RECORDS TO PROCESS Start Marker
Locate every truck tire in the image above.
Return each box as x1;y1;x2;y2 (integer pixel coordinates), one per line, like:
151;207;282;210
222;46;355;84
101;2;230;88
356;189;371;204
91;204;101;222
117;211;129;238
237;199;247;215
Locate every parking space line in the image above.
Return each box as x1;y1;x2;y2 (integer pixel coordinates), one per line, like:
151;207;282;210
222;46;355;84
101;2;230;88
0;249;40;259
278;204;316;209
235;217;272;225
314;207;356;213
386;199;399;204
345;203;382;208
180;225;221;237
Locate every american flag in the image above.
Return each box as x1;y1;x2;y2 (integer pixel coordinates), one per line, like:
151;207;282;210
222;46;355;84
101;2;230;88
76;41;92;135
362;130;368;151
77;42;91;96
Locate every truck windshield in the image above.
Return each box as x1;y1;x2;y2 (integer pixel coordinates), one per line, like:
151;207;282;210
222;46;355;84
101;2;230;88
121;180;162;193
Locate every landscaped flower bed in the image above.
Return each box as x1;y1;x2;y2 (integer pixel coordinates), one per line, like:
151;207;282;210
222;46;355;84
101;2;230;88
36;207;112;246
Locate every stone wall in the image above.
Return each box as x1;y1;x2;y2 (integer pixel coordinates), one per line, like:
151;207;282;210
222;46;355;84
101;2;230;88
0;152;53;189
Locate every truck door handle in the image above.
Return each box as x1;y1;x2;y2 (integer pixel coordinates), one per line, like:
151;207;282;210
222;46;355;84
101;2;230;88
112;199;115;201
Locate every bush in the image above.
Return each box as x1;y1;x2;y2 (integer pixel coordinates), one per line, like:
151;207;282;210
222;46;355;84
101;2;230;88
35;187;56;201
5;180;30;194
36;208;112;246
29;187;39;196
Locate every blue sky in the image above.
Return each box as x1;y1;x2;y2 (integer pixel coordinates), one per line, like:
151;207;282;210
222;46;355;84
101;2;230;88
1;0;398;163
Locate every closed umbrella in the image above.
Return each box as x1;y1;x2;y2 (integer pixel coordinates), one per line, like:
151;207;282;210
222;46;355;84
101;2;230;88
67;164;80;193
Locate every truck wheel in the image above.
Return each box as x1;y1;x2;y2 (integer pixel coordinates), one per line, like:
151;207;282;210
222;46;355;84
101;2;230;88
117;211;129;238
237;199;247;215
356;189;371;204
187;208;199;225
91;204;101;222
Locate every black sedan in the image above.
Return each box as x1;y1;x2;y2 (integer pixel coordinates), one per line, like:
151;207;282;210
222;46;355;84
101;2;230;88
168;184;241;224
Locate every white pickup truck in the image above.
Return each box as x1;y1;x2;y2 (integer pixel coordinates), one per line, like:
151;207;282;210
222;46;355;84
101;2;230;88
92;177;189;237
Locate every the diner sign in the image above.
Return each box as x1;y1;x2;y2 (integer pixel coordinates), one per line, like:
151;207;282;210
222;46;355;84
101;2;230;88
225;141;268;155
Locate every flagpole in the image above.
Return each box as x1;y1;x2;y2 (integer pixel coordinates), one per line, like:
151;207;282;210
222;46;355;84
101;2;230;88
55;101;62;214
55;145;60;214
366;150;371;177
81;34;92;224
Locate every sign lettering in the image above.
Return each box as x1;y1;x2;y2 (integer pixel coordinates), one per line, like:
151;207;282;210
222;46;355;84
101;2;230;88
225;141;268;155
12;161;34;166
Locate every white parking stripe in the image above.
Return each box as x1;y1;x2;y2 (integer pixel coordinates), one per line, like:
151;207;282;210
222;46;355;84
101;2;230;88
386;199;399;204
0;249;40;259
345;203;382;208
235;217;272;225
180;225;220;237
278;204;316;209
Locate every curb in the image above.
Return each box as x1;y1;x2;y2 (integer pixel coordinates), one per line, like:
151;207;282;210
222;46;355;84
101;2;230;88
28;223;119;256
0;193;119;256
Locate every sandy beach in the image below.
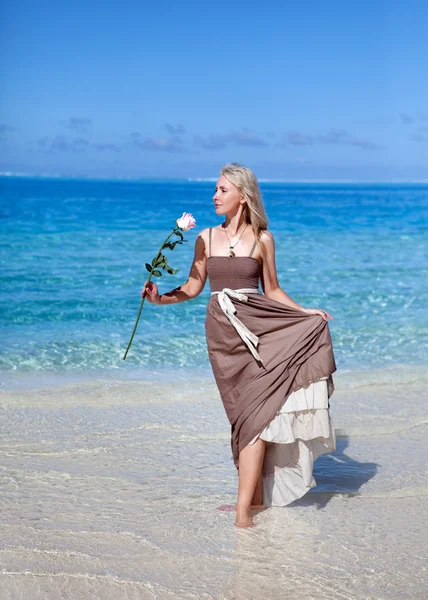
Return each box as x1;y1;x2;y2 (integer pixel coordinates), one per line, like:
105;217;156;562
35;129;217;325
1;366;427;599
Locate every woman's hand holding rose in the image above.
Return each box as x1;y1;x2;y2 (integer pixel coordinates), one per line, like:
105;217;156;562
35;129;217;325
142;281;161;304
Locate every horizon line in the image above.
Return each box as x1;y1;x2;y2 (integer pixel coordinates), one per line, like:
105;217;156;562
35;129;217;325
1;172;428;185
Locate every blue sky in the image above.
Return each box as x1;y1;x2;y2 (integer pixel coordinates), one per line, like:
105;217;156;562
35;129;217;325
1;0;427;180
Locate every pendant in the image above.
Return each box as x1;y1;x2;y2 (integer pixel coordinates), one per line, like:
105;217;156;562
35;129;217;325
229;247;235;258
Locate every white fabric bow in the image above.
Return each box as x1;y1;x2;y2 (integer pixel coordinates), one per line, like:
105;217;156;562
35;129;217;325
211;287;264;365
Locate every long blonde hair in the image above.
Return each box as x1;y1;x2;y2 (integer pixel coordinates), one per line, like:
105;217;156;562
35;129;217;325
220;162;269;258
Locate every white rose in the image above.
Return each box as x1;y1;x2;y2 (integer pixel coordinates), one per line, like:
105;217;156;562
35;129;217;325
176;212;196;232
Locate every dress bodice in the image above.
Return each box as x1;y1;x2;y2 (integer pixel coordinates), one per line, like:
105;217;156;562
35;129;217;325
206;256;262;293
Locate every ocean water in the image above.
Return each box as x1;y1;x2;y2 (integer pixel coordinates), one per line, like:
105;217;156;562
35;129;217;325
0;177;427;377
1;177;428;599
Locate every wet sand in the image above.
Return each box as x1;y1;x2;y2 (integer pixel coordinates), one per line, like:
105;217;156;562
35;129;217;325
1;366;427;599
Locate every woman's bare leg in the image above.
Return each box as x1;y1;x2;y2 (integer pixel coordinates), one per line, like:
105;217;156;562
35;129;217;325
251;469;264;507
235;438;266;527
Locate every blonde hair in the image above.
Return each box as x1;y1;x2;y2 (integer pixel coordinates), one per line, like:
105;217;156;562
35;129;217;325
220;162;269;258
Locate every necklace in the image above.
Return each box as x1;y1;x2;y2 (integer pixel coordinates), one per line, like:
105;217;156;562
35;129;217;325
224;222;248;257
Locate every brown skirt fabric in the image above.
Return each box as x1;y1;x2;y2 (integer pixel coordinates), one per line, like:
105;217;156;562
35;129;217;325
205;292;336;468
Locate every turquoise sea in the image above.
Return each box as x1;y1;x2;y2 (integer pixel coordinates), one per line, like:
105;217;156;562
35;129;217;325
0;177;427;378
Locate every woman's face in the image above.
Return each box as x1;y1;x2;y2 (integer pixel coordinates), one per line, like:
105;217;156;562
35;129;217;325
213;175;244;215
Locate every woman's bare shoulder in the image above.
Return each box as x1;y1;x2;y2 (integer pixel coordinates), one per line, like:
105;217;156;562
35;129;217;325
259;229;275;245
195;228;214;258
198;225;223;241
197;227;211;243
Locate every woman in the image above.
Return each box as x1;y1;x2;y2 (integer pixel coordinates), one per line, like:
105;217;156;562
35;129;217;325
143;162;337;528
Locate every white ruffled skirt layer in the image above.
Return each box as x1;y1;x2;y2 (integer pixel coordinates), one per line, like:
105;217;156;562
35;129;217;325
249;376;336;506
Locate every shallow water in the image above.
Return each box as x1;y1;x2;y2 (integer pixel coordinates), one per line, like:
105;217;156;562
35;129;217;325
1;366;427;599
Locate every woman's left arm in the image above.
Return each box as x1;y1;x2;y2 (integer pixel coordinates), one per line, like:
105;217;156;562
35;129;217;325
260;231;333;322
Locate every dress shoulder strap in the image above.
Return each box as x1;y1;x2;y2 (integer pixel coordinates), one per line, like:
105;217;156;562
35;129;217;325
208;227;212;258
248;238;257;258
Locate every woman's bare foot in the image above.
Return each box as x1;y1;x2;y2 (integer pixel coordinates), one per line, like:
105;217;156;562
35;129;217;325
235;503;254;528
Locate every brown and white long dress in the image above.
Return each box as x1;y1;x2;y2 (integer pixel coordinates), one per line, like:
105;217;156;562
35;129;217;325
205;228;337;506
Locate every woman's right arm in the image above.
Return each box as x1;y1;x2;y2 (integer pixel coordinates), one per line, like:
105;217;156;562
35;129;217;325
142;229;209;305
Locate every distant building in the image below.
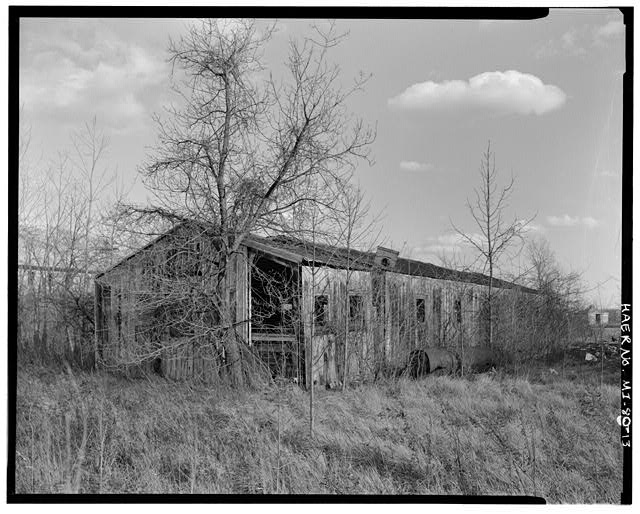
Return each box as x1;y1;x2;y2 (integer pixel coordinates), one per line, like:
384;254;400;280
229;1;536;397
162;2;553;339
588;307;620;328
587;306;621;343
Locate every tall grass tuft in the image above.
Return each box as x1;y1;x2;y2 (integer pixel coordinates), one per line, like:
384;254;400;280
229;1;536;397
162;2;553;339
15;361;622;501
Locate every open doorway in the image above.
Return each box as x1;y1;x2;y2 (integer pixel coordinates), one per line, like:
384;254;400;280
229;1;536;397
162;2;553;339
250;253;303;382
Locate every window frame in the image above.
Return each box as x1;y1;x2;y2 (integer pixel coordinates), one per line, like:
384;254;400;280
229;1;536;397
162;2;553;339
314;294;329;326
348;293;365;325
416;297;426;324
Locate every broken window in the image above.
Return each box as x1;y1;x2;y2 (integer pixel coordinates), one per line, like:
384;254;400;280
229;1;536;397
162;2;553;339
416;297;426;323
455;296;462;324
349;294;364;324
314;295;329;326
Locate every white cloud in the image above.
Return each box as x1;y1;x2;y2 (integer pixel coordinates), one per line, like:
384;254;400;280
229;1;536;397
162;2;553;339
399;160;433;172
388;70;567;115
595;20;625;40
546;214;601;228
439;233;483;247
518;219;545;233
560;29;587;56
20;24;169;132
582;216;601;229
535;18;624;60
547;214;579;227
413;232;485;258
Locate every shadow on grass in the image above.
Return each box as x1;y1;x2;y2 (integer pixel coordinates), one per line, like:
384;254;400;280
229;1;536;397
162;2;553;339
320;439;429;493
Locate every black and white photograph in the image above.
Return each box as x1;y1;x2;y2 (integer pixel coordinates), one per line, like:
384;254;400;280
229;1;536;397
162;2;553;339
8;5;632;503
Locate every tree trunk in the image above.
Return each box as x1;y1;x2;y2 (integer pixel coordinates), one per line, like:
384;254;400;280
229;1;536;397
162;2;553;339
309;320;314;436
220;251;244;387
342;291;349;391
225;330;243;387
488;264;493;349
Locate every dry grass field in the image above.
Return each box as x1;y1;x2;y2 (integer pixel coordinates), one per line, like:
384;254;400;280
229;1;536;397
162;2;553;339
14;359;622;502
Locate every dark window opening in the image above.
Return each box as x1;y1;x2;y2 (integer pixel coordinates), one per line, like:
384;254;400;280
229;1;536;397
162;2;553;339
455;297;462;324
251;255;297;332
372;273;385;319
416;298;426;323
432;288;442;335
380;257;389;267
314;295;329;326
595;313;601;325
349;295;364;324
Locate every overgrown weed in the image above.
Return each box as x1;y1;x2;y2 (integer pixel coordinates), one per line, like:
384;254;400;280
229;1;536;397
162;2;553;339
15;361;622;501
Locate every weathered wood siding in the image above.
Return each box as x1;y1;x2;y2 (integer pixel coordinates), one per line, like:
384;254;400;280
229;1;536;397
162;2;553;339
95;225;250;381
301;267;375;385
300;265;526;385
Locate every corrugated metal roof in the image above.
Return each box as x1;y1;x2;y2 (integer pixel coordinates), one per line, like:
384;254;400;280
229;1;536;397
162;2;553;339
96;225;536;293
250;235;537;293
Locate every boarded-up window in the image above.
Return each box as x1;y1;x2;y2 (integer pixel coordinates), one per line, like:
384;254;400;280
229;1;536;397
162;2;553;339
349;294;364;324
416;297;426;323
314;295;329;326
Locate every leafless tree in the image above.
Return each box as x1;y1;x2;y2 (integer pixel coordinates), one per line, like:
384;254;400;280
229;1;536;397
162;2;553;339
124;19;374;387
451;141;534;348
18;116;123;366
329;184;381;390
524;236;586;360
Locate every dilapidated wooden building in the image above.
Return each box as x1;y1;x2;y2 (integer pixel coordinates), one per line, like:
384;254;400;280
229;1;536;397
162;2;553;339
95;223;536;385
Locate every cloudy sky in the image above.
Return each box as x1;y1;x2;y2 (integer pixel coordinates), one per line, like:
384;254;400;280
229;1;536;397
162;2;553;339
19;9;625;306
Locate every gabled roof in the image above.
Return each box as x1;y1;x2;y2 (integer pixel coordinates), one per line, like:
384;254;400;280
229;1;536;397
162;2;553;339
94;224;184;279
96;224;536;293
RECORDS TO PROCESS End Marker
EXERCISE INSTRUCTIONS -
Lines with the string "fabric" in the data above: say how many there are, giving the number alone.

SOLUTION TO THIS TASK -
2